***** Data in this exercise *****
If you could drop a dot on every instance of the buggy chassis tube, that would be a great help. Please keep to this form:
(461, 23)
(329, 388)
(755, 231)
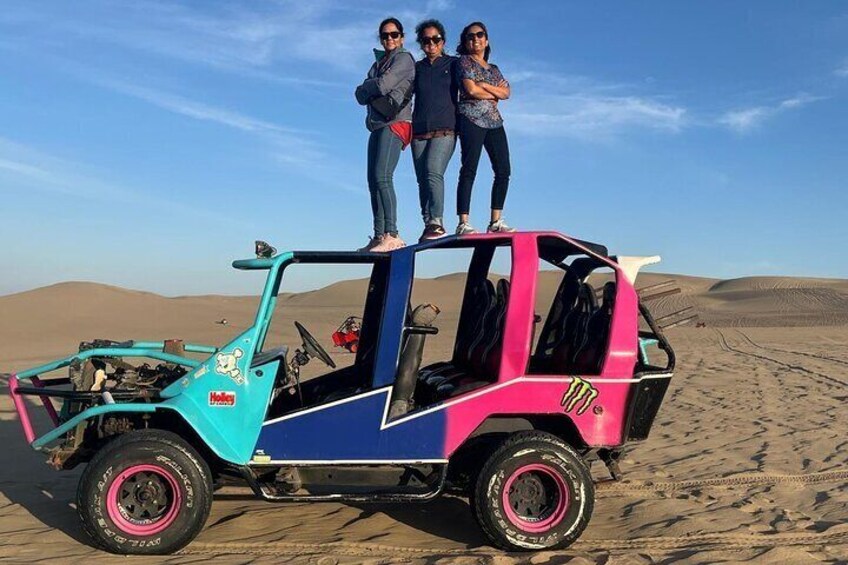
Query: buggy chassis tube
(141, 349)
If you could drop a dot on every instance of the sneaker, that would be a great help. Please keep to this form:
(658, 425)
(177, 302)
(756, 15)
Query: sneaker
(464, 228)
(432, 231)
(499, 226)
(372, 243)
(388, 243)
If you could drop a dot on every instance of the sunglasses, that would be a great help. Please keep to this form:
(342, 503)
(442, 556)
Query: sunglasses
(435, 40)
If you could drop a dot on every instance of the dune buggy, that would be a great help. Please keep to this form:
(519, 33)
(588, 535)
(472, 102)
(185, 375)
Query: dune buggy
(513, 419)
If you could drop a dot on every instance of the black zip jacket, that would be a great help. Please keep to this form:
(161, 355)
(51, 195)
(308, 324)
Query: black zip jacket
(436, 93)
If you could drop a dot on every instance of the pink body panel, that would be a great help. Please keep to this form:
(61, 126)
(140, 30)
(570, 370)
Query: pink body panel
(601, 422)
(518, 326)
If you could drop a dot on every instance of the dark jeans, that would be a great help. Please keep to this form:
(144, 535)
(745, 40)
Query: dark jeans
(383, 154)
(472, 140)
(431, 157)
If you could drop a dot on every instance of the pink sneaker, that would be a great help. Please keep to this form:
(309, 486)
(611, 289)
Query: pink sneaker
(388, 243)
(372, 243)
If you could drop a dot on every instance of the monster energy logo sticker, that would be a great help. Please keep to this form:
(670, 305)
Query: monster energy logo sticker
(580, 393)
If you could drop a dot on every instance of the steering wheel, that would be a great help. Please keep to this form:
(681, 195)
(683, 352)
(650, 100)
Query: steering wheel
(312, 347)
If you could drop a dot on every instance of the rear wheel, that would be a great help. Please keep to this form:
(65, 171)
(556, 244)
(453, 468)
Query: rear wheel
(534, 492)
(146, 492)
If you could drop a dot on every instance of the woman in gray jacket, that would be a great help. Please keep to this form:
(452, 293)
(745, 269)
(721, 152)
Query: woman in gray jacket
(386, 93)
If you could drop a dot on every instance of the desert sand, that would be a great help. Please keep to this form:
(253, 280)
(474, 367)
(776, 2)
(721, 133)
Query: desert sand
(747, 461)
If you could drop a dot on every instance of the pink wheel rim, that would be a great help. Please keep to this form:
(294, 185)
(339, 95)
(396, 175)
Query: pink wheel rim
(535, 498)
(143, 500)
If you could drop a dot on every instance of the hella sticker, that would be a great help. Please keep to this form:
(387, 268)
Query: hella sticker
(222, 398)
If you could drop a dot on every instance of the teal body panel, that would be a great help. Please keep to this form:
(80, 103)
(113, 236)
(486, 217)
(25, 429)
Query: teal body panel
(230, 426)
(222, 398)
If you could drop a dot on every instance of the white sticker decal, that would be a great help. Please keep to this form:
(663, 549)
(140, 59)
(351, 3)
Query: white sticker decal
(222, 398)
(227, 364)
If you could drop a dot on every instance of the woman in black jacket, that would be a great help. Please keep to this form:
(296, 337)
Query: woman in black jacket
(433, 124)
(482, 87)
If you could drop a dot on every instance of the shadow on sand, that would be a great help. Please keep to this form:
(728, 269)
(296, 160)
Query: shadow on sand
(26, 480)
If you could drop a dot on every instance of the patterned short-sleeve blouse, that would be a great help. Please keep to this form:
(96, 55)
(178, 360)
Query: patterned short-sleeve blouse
(482, 113)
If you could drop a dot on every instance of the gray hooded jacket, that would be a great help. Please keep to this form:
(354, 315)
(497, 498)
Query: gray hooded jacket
(392, 75)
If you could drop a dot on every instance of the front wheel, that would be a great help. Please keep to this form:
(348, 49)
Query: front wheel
(534, 492)
(146, 492)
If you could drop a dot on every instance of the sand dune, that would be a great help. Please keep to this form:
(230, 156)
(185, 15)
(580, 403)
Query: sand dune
(747, 462)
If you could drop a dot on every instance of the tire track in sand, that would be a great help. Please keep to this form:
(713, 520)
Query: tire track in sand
(791, 351)
(745, 479)
(791, 366)
(694, 541)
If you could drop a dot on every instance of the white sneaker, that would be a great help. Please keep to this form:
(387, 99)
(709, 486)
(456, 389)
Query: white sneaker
(499, 226)
(388, 243)
(464, 228)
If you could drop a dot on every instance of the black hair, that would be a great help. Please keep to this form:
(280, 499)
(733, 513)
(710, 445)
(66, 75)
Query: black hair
(419, 29)
(390, 21)
(461, 47)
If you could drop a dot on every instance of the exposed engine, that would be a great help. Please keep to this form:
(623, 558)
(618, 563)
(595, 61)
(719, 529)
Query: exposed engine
(114, 375)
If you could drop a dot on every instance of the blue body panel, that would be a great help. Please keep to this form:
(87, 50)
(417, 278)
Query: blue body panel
(350, 431)
(394, 314)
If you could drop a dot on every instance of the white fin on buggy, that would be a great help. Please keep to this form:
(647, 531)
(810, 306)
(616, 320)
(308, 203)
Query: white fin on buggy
(631, 265)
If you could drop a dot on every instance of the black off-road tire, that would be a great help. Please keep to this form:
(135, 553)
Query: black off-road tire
(178, 474)
(518, 461)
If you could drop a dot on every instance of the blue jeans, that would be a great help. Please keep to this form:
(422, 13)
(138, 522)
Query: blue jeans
(431, 157)
(472, 140)
(383, 154)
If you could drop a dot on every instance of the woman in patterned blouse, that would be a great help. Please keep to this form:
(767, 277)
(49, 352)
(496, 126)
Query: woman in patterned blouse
(480, 126)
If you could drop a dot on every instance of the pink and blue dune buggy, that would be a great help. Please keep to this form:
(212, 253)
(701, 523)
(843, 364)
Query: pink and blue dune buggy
(514, 419)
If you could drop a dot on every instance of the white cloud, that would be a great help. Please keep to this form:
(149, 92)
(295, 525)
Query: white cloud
(197, 110)
(279, 41)
(22, 167)
(591, 117)
(748, 119)
(550, 104)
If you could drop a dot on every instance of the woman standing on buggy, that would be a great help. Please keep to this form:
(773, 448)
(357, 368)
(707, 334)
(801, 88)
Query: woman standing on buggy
(481, 126)
(386, 92)
(433, 123)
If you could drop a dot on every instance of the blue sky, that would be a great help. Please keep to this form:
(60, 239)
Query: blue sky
(147, 144)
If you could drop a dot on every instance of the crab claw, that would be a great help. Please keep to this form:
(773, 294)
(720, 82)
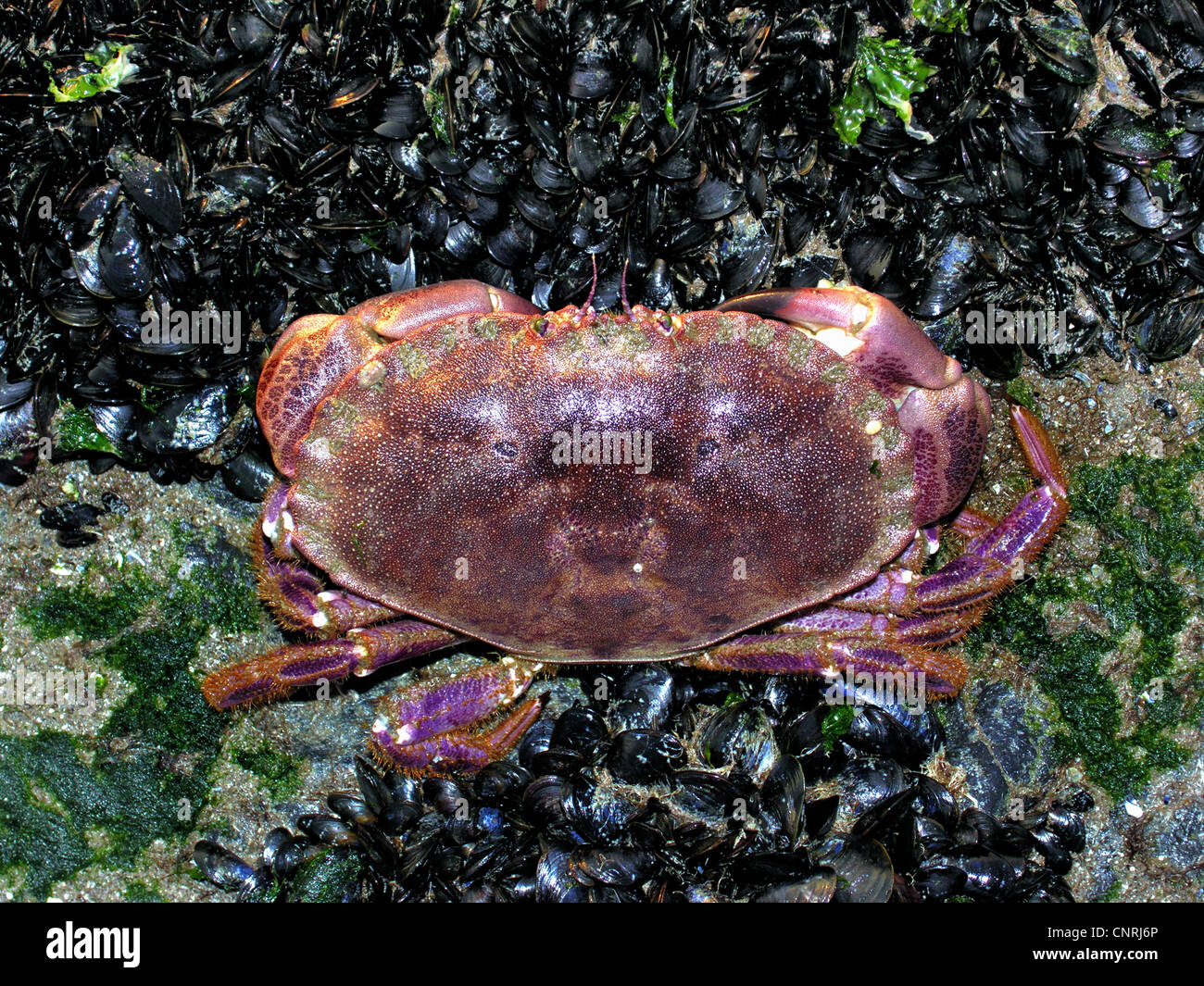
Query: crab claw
(314, 353)
(947, 416)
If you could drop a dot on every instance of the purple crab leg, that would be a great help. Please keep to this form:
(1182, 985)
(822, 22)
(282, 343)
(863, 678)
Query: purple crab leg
(294, 666)
(429, 726)
(906, 608)
(300, 600)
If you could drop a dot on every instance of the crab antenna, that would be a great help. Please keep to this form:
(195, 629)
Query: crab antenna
(595, 284)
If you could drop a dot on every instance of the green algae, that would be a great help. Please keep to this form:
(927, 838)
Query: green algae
(281, 773)
(69, 802)
(1142, 586)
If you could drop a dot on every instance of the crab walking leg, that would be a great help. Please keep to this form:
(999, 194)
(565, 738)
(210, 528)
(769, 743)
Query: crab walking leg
(296, 595)
(428, 726)
(925, 630)
(827, 655)
(294, 666)
(992, 561)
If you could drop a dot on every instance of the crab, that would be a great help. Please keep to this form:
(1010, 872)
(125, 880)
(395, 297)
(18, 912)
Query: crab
(753, 489)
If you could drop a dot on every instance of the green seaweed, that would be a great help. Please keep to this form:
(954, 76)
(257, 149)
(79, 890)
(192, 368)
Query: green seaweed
(280, 772)
(69, 802)
(58, 610)
(885, 73)
(1145, 578)
(943, 16)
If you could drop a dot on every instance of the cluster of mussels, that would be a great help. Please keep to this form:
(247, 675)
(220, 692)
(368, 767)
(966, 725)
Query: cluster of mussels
(681, 788)
(272, 157)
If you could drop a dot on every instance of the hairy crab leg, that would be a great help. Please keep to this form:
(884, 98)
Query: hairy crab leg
(294, 666)
(897, 621)
(992, 561)
(300, 600)
(831, 654)
(433, 726)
*****
▶ Your goal: Reproduce, word for word, every line starting at the line that contains "of the purple" and ending with the final line of the entries.

▶ Final result:
If you could drop a dot on every instance of the purple crab leg, that would be a great help. Please keep to this form:
(1182, 985)
(822, 22)
(282, 343)
(863, 678)
Query: purple crab leg
(294, 666)
(429, 726)
(906, 608)
(300, 600)
If you could drop a dot on every instance of the crab antenna, that would be a great help. Please keep to this form:
(195, 629)
Query: crab antenna
(595, 284)
If you could drop a dot on every instance of the green algae, that would be a great help. Please keep to this form:
(927, 838)
Query: green algae
(281, 773)
(69, 802)
(1142, 586)
If you could drop a dot on every instance of the crab walking leg, that would be a great help. Please keep to this form:
(999, 194)
(565, 738)
(210, 528)
(769, 743)
Query: crab walking leg
(296, 595)
(428, 726)
(925, 630)
(827, 655)
(294, 666)
(992, 561)
If you could drop a dot on every instance of the crab, that would be a great help. Please keep to this form:
(1010, 872)
(125, 880)
(395, 297)
(18, 912)
Query: crab
(753, 489)
If you could drop a dot on every instance of the green seaweed, that would be a great help. Please keep to this form:
(954, 76)
(257, 149)
(79, 890)
(192, 368)
Query: green seaweed
(280, 772)
(69, 802)
(58, 610)
(885, 73)
(1145, 578)
(943, 16)
If you could drop a dot on every instance of the cluster of mussels, that would be a great help. Please keep to this form:
(247, 675)
(220, 692)
(368, 767)
(966, 725)
Query: cluster of mussels
(681, 788)
(272, 157)
If you could drop a dot on every instance of the hairy crab leg, that would be a great help. Please keep to this form:
(884, 98)
Query: hairy crab leg
(294, 666)
(897, 621)
(992, 561)
(300, 600)
(831, 654)
(433, 726)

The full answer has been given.